_Your task_: Leaving every image behind, reproduce the records word for word.

_Material for the task_:
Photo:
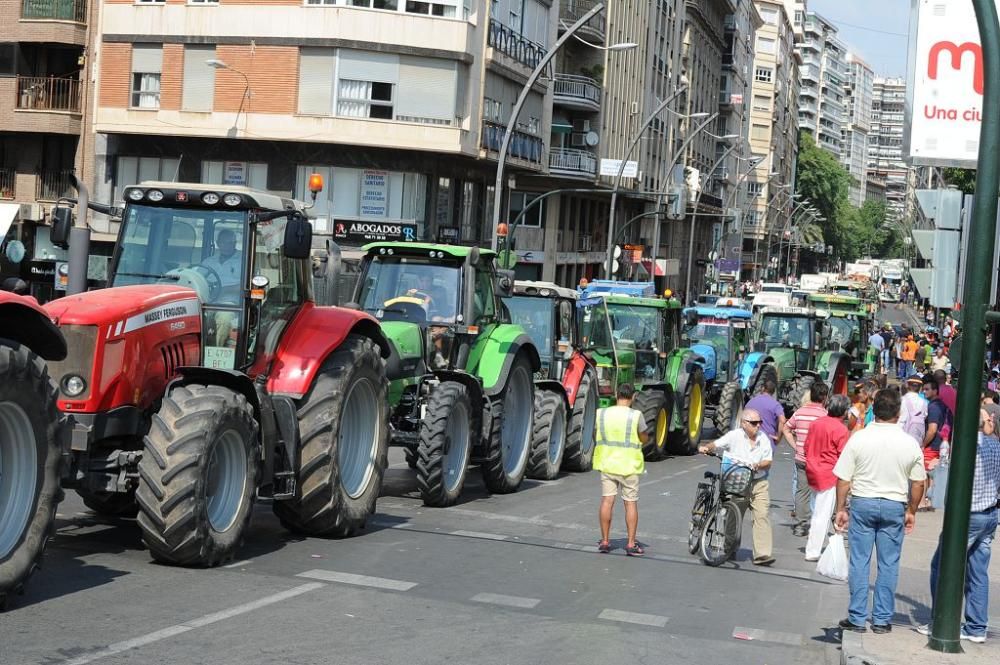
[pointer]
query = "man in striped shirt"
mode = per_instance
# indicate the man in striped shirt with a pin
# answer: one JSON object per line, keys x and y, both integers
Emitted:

_Response to the task_:
Photo:
[pointer]
query = "man in striped shirt"
mode = per_instance
# indicate the man in striped shirt with a pin
# answer: one JSON object per line, keys x and y, both integers
Emitted:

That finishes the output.